Supplied passage:
-- Opening Marker --

Hill End is a semi-ghost town west of the Blue Mountains, remnants of a thriving 19th century mining settlement whose population once reached 40,000. Today the remnant buildings are preserved as a designated historic site, with many hectares of open commons and surrounded by abandoned gold digging mounds and gullies.
My first visit to Hill End was in Nov. 1989, as part of an excursion with the National Herbalists Association of Australia (NHAA) – archivists may locate the excursion report in Australian Journal of Medical Herbalism vol.2, 1990. There is plenty of herbal history at Hill End, but even more enticing, the old diggings and neighbouring Common host a variety of naturalized and largely undisturbed European herbs, in particular hawthorn (Crataegus spp.) (in full flower back in ’89), covered in unripe “berries” during this December’s visit. More relevant to the current visit, St. Johns’s wort (Hypericum perforatum) is flowering and abundant.

Camping at the Village Campground, there was abundant wort withing a few minutes walk, along with other herbs right for the picking, such as centaury (Centaurium erythrina – see earlier blog), self heal (Prunella vulgaris) the invasive Scotch broom (Sarothamnus scoparius) and periwinkle (Vinca major).
Self-heal among the St. John’s wort
Vinca major – a uterine astringent
As usual I had some good extra virgin olive oil with me, and made up the Hypericum oil as I harvested, with enough spare to dry at home and make up the tincture. This is one of the most rewarding of herbs, providing a rich dark red coloured oil within days, and an equally dark red within minutes of making the tincture, the ethanol being a good solvent for hypericin, the characteristic pigment responsible for the characteristic colour – and some but by no meals all – of the therapeutic activity in the herbs.

Its worth spending a little time looking around the old town, some impressive buildings remain, along with occasional signs of life.


Farwell from Hill End, well worth a visit.

-- Closing Marker --

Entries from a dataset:
-- Opening Marker --

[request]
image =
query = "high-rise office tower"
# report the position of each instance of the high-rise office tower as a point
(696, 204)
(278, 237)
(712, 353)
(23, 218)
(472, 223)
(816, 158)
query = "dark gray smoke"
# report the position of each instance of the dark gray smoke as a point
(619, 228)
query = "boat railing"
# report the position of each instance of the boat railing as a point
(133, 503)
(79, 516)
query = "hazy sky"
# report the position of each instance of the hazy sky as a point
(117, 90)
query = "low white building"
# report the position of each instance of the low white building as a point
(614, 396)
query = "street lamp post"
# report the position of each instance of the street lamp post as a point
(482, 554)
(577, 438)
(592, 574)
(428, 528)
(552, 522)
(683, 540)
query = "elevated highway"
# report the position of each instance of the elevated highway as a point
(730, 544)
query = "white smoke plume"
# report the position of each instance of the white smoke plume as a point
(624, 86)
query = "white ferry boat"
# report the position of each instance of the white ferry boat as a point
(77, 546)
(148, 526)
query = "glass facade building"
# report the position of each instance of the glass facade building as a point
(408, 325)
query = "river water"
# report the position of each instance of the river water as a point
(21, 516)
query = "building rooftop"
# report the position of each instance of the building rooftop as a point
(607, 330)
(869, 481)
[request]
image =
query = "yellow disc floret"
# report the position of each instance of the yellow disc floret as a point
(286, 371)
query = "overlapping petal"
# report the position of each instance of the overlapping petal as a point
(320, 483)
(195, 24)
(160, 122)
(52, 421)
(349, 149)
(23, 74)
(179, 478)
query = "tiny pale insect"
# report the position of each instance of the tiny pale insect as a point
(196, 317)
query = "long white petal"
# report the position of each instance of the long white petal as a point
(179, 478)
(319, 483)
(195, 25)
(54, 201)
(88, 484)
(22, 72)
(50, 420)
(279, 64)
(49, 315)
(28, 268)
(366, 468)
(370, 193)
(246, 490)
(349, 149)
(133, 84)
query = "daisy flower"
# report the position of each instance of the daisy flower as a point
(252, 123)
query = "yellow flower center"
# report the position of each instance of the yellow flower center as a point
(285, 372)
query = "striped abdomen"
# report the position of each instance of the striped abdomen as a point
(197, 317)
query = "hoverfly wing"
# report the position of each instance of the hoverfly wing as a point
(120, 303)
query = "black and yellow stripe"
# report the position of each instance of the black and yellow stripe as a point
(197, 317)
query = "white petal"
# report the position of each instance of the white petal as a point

-- Closing Marker --

In the Hill End passage, when did the writer first visit Hill End? These entries are separate material from the Hill End passage.

November 1989.